**Dataset entries:**
══════════

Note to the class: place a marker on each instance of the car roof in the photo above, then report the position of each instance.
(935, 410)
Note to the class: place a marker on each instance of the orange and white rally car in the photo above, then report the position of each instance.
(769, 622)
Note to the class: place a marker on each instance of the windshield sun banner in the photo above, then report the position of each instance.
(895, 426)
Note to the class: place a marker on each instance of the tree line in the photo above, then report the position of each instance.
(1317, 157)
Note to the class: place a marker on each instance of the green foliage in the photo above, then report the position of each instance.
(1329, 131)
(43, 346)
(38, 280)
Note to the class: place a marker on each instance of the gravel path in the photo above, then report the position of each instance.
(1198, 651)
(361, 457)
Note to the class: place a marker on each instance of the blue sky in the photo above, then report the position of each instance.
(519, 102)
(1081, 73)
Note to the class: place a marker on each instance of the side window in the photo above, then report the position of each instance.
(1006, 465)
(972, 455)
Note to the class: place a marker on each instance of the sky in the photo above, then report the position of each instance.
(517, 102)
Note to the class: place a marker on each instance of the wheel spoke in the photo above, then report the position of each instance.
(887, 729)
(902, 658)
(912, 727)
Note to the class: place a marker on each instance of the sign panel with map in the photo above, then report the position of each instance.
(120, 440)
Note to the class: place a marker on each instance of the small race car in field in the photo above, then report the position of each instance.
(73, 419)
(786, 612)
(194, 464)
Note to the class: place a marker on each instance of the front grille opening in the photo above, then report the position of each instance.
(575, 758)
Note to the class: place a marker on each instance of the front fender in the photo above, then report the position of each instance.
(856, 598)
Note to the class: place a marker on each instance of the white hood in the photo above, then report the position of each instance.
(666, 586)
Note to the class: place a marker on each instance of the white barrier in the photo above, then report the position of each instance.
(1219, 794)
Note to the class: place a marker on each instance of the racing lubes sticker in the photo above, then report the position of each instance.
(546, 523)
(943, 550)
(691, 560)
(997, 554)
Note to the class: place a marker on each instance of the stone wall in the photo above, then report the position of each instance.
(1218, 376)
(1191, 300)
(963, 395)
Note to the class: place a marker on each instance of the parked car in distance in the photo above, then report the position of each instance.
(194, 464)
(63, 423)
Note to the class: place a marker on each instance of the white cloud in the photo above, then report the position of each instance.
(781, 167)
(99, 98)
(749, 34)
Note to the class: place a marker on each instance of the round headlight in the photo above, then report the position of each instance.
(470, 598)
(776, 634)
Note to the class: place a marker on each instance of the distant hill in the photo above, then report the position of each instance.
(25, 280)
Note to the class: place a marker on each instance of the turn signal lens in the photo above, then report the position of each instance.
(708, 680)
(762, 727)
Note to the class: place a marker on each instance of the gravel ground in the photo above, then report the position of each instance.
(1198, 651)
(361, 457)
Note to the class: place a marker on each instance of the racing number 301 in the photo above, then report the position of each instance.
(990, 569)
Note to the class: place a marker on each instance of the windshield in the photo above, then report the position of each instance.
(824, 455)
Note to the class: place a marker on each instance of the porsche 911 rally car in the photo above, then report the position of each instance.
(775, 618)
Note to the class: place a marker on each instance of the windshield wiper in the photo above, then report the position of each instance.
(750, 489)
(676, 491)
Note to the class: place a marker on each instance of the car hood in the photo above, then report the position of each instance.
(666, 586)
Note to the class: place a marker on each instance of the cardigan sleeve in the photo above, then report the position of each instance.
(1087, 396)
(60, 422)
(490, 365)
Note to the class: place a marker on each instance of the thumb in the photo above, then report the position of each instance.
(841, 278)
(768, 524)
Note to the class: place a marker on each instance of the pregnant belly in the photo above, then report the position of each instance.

══════════

**Exercise brief:** Search the data for "the racing number". Beginning with that line, set down every line through the last exactly.

**Final answer:**
Note to the class: place a marker on each instance of the racing number 301 in the photo above, then report the position of each instance.
(990, 569)
Note to the class: place a marker on each instance of the windshield in the photo above, then report the position of each instance.
(824, 455)
Note to the class: place a marker on each instance of the porsche 911 rally car in the photo above, then report the position of each instance.
(775, 618)
Note to the class: place a marker on each instance of the windshield wiper in the photo above, then report the position of each instance.
(750, 489)
(676, 491)
Note to the class: place a marker on each instance of the car hood in the photo above, then report the position of each instance.
(666, 586)
Note to the class: place a marker on each instance of the cardigan sleeve in the photo above, then report the position of each instance.
(1087, 396)
(60, 422)
(490, 365)
Note to the class: place a marker on each instance of the thumb in the photo above, then report the position of each instance.
(841, 278)
(768, 524)
Note to the class: place a marker on each instance of the pregnant belly in the photo above, then report the position of each instance.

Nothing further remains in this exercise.